▸ **EXERCISE INPUTS**:
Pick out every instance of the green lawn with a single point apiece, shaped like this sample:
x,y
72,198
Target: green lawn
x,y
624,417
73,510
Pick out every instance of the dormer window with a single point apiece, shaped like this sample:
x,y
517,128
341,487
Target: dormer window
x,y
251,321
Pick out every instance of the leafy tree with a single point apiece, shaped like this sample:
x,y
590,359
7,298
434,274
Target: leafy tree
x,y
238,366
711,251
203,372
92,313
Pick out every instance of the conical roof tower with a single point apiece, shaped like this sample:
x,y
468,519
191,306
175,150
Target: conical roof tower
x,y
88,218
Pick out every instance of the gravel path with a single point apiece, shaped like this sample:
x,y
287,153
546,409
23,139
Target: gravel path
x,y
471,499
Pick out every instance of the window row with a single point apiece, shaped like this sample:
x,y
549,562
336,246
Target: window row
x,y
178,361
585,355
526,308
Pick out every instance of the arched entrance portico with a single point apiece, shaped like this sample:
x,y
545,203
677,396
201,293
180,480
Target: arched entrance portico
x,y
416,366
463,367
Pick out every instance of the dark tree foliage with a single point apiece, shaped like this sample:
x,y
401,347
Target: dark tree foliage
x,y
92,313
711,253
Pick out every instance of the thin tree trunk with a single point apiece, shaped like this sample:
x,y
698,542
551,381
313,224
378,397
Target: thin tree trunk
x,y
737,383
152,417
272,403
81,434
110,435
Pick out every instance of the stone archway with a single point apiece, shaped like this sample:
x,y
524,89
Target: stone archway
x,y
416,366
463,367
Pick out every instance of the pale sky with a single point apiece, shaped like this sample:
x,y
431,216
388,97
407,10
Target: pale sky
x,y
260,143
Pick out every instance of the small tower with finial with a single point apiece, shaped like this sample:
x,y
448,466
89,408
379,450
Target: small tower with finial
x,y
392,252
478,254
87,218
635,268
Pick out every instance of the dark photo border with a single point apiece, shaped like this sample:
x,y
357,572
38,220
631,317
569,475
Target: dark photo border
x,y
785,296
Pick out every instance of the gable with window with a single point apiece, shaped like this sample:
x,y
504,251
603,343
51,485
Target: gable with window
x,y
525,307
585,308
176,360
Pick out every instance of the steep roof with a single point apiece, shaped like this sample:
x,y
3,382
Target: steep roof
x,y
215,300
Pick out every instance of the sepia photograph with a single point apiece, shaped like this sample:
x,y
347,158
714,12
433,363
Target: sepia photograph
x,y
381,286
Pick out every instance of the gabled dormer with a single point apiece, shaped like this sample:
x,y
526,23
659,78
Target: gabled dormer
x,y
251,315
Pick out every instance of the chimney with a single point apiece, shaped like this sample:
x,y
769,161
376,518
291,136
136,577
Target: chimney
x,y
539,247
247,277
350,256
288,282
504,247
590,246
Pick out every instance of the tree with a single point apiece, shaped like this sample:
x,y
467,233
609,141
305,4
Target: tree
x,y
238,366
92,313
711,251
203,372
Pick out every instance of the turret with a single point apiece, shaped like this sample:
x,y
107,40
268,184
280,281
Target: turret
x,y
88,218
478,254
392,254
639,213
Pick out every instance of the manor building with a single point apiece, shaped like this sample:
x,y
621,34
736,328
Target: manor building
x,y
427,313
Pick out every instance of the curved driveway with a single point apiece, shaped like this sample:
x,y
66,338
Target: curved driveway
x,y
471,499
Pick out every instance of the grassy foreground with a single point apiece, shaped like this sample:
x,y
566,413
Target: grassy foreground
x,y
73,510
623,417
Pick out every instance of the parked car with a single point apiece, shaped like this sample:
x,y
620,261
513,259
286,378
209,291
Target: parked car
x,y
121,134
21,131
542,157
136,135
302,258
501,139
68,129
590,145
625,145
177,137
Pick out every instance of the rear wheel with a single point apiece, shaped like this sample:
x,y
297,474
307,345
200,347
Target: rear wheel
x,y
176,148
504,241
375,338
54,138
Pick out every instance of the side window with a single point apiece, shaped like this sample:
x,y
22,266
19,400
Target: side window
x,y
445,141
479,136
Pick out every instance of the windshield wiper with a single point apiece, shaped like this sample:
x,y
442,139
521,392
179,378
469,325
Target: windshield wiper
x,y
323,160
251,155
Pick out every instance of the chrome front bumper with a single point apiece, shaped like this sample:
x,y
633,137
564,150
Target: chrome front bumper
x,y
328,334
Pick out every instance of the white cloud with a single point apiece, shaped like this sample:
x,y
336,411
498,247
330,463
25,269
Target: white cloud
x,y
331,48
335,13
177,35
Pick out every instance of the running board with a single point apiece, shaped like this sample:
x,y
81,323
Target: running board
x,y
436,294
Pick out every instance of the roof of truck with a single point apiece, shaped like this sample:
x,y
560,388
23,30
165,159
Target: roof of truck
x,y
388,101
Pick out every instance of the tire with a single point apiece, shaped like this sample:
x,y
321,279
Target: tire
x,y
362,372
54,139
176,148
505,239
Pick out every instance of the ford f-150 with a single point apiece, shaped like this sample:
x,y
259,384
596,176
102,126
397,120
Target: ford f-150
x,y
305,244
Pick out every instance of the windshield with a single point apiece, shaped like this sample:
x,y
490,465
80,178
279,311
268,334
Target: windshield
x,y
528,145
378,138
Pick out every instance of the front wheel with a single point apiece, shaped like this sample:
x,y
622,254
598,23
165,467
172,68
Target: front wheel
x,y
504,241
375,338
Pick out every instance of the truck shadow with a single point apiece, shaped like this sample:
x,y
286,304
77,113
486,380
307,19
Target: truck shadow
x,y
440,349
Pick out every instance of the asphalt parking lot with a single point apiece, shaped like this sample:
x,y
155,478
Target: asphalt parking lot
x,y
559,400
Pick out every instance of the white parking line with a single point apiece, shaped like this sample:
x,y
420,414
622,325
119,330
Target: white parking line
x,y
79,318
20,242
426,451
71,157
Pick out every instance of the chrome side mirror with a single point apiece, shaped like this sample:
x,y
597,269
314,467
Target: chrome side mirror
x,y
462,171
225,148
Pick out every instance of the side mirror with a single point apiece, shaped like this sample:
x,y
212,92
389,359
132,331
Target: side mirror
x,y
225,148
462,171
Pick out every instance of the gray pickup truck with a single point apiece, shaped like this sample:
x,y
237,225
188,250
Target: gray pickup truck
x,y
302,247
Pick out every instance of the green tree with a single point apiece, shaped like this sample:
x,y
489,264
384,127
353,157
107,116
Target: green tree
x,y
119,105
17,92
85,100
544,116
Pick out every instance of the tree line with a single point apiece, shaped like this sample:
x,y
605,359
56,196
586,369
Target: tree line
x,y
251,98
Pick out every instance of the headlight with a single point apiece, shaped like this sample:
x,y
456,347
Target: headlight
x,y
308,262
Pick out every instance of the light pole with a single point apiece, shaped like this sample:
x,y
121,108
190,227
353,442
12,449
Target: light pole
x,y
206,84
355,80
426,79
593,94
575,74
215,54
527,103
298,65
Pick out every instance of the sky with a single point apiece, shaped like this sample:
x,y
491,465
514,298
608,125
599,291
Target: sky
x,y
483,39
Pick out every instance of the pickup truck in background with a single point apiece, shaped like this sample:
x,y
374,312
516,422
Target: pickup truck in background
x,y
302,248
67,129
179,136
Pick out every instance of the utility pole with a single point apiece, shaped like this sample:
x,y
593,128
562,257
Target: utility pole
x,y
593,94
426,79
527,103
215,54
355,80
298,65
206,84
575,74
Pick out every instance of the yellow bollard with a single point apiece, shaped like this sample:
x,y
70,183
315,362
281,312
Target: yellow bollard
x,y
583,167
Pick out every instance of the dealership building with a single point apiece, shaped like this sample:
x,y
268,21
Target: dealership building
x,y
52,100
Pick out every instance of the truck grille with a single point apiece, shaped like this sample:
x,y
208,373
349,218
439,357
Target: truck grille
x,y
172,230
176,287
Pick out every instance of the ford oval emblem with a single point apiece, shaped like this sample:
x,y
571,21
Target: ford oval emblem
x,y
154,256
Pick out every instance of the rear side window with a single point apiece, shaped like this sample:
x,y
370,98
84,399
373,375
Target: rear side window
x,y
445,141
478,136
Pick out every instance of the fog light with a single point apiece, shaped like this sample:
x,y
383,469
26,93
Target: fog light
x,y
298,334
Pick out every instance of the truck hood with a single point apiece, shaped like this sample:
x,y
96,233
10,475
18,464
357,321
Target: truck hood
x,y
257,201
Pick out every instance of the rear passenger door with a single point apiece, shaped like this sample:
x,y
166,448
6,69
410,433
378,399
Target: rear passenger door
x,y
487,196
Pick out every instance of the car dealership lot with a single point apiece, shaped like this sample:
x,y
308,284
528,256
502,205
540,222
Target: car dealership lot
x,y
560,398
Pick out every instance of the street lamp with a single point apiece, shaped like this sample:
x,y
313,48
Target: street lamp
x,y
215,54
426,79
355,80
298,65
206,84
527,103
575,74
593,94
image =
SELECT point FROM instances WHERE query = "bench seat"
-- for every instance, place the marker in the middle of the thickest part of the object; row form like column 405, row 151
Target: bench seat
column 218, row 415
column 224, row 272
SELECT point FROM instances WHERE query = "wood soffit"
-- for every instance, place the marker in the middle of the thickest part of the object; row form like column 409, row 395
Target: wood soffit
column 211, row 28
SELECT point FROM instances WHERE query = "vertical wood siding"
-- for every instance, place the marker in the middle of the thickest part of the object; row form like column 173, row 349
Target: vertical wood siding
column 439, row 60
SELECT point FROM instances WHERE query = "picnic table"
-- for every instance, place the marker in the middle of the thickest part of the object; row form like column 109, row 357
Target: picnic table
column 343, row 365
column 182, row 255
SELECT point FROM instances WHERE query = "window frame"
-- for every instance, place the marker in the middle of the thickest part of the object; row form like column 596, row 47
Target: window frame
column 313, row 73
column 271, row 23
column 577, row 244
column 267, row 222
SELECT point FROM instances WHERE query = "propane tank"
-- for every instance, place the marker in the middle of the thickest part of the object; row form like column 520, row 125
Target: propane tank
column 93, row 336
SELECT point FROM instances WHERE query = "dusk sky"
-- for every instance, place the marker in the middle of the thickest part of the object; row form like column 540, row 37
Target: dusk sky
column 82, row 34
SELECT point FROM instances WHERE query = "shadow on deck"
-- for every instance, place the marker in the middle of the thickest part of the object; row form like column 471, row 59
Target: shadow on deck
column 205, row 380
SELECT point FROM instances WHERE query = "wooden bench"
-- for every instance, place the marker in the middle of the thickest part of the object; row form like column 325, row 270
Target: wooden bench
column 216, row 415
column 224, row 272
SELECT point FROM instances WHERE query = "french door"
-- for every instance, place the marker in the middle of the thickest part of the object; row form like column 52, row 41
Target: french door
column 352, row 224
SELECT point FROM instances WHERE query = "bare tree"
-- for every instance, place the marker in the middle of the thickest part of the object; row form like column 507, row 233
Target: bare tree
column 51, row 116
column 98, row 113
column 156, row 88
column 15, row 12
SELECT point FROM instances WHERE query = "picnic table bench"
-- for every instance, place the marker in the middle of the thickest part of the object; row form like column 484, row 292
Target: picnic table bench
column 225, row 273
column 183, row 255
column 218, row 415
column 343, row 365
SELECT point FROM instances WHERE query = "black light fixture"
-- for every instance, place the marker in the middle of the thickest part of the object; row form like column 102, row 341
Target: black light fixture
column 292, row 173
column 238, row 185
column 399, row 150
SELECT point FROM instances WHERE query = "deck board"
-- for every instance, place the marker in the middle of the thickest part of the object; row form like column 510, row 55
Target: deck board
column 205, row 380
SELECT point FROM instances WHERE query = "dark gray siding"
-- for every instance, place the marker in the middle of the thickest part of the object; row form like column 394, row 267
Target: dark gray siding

▸ **PROBLEM DETAILS**: Starting at the line that has "Pick out every instance of the rear side" and ending at the line that has "Pick out every instance of the truck hood", please write out the lines above exactly, leaving out all others.

▸ **SOLUTION**:
Pick out every instance of the rear side window with a single point apiece, shaped like this sample:
x,y
370,98
84,399
373,375
Target: rear side window
x,y
445,141
478,136
Pick out every instance of the fog light with a single point apiece, shaped like this sample:
x,y
383,469
26,93
Target: fog light
x,y
298,334
Pick out every instance of the truck hood with a single point apiece, shaped like this sample:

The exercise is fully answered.